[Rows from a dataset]
::::::

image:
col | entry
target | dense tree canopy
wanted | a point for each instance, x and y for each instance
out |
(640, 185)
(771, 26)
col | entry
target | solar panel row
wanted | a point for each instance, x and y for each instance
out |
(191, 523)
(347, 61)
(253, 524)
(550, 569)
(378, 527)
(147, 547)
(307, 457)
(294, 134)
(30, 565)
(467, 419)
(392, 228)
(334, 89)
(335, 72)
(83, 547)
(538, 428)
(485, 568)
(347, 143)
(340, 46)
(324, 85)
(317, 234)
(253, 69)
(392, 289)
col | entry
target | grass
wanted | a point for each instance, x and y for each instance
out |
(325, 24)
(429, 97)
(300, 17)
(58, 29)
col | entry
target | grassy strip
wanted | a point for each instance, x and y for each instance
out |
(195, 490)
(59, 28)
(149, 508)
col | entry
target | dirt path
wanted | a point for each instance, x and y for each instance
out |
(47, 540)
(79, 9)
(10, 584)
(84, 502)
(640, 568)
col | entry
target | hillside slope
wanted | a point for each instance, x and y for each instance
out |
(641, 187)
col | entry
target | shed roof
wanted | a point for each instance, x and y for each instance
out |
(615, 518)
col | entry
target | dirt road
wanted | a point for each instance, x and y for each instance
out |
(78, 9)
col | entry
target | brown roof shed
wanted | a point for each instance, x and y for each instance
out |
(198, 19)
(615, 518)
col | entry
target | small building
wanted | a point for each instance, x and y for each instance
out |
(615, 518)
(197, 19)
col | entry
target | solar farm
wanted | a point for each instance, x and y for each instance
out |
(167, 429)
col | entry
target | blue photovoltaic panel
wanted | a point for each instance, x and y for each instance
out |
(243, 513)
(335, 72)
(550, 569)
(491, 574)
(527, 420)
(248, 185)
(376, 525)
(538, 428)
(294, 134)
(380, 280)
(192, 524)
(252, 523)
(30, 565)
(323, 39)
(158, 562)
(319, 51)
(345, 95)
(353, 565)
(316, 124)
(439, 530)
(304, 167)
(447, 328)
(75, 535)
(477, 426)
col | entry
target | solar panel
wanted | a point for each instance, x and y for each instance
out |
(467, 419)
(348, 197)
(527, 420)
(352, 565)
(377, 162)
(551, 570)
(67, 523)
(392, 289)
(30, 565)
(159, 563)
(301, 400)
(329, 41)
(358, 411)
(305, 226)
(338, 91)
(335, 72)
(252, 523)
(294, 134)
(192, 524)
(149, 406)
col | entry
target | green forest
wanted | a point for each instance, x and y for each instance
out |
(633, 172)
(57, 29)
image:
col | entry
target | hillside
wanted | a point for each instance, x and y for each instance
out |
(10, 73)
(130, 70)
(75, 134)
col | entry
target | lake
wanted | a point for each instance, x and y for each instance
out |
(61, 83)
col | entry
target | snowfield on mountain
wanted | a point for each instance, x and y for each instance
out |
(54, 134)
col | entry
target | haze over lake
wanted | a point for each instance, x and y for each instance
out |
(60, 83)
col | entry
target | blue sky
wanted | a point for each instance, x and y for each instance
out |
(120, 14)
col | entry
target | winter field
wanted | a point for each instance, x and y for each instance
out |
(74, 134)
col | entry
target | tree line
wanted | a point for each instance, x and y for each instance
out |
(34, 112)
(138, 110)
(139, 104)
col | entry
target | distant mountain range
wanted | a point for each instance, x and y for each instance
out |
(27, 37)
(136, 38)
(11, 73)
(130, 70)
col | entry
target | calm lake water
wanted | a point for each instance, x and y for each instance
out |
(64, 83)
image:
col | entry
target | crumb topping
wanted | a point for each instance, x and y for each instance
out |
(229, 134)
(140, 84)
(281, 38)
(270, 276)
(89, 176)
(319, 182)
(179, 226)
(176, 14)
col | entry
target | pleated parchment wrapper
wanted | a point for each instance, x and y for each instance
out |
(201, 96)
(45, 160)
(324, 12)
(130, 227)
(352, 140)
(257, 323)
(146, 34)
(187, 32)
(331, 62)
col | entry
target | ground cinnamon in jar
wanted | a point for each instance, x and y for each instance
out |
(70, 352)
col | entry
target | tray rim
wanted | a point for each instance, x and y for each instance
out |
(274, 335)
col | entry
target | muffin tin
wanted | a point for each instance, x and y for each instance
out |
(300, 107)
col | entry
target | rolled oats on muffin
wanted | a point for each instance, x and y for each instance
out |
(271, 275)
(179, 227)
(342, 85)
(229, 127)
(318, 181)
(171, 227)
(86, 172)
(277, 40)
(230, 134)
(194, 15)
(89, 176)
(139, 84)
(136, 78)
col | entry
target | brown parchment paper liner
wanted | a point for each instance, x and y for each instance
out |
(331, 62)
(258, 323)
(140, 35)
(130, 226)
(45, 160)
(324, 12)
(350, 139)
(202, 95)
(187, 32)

::::::

• **WHAT YOU SHOULD DO**
Retype all of the entries precisely as they are.

• **THE RESULT**
image:
col | entry
target | dense tree canopy
wanted | a point for each instance, x and y for each instance
out |
(640, 185)
(771, 26)
col | entry
target | solar panel row
wanted | a point for each instance, x and y for each instance
out |
(191, 523)
(347, 61)
(253, 524)
(550, 569)
(378, 527)
(147, 547)
(307, 457)
(294, 134)
(30, 565)
(467, 419)
(392, 228)
(334, 89)
(335, 72)
(83, 547)
(538, 428)
(485, 568)
(347, 143)
(340, 46)
(324, 85)
(317, 234)
(253, 69)
(392, 289)
col | entry
target | grass
wanted | a point for each instance, x and y for each instance
out |
(325, 24)
(429, 97)
(300, 17)
(58, 29)
col | entry
target | grassy strip
wanted | a point for each instance, x and y for each instance
out |
(195, 490)
(59, 28)
(149, 508)
col | entry
target | dirt path
wanted | a point for each instance, x and y for each instance
out |
(47, 540)
(79, 9)
(10, 584)
(84, 502)
(640, 568)
col | entry
target | hillside slope
wanted | a point for each instance, x and y for each instance
out |
(641, 187)
col | entry
target | shed roof
wanted | a point for each instance, x and y for each instance
out |
(615, 518)
col | entry
target | dirt road
wanted | a point for each instance, x and y for each instance
out |
(78, 9)
col | entry
target | brown roof shed
wanted | a point for each instance, x and y for each instance
out |
(198, 19)
(615, 518)
col | entry
target | small building
wanted | a point for each instance, x and y for each instance
out |
(615, 518)
(197, 19)
col | entry
target | solar farm
wanted | a point for each instance, x and y for each instance
out |
(167, 429)
col | entry
target | blue photovoltaic panel
wanted | a point for each instance, x and y for each instance
out |
(243, 513)
(335, 72)
(550, 569)
(491, 574)
(527, 420)
(248, 185)
(376, 525)
(538, 428)
(294, 134)
(380, 280)
(192, 524)
(252, 523)
(30, 565)
(323, 39)
(158, 562)
(319, 51)
(345, 95)
(353, 565)
(316, 124)
(439, 530)
(304, 167)
(447, 328)
(75, 535)
(477, 426)
col | entry
target | solar panel
wanted | a point for each instance, x and y for each instance
out |
(467, 419)
(348, 197)
(527, 420)
(352, 565)
(377, 162)
(551, 570)
(67, 523)
(392, 289)
(30, 565)
(159, 563)
(301, 400)
(329, 41)
(358, 411)
(305, 226)
(338, 91)
(335, 72)
(252, 523)
(294, 134)
(192, 524)
(149, 406)
col | entry
target | green forest
wanted | a point for each instance, x and y for each instance
out |
(633, 172)
(57, 29)
image:
col | entry
target | hillside
wanted | a point for each instance, x and y for each instance
out |
(10, 73)
(130, 70)
(75, 134)
col | entry
target | lake
wanted | a point for each instance, x and y for each instance
out |
(61, 83)
col | entry
target | snowfield on mountain
wanted | a point for each instance, x and y for each instance
out |
(54, 134)
col | entry
target | haze over lake
wanted | a point for each instance, x and y for each instance
out |
(60, 83)
col | entry
target | blue sky
wanted | a point for each instance, x and y for each instance
out |
(120, 14)
col | entry
target | winter field
wanted | a point for each instance, x and y for each instance
out |
(74, 134)
col | entry
target | tree line
wanted | a point for each instance, x and y for each instance
out |
(34, 112)
(138, 110)
(139, 104)
col | entry
target | distant mountain range
wanted | a point for each instance, x and y for each instance
out |
(27, 37)
(136, 38)
(11, 73)
(130, 70)
col | entry
target | calm lake water
wanted | a point for each instance, x and y for each instance
out |
(64, 83)
image:
col | entry
target | crumb topping
wanted | a point for each instance, x and y for each instance
out |
(229, 134)
(140, 84)
(281, 38)
(270, 276)
(89, 176)
(319, 182)
(179, 226)
(176, 14)
col | entry
target | pleated parchment wrapper
wanted | a point for each instance, x and y for each instance
out |
(201, 96)
(45, 160)
(324, 12)
(130, 227)
(352, 140)
(257, 323)
(146, 34)
(187, 32)
(331, 62)
col | entry
target | ground cinnamon in jar
wanted | a point for each instance, x and y for each instance
out |
(70, 352)
col | entry
target | tray rim
wanted | a point for each instance, x and y for each instance
out |
(274, 335)
col | entry
target | muffin tin
wanted | a point for each instance, x and y for each instance
out |
(300, 107)
col | entry
target | rolled oats on muffin
wanted | a point for each instance, x and y for each instance
out |
(271, 275)
(179, 227)
(342, 85)
(229, 127)
(318, 181)
(171, 227)
(86, 172)
(277, 40)
(230, 134)
(194, 15)
(89, 176)
(139, 84)
(136, 78)
col | entry
target | brown parchment paper liner
wanted | a point for each instance, x and y for each instance
out |
(331, 62)
(258, 323)
(140, 35)
(130, 226)
(45, 160)
(324, 12)
(350, 139)
(202, 95)
(187, 32)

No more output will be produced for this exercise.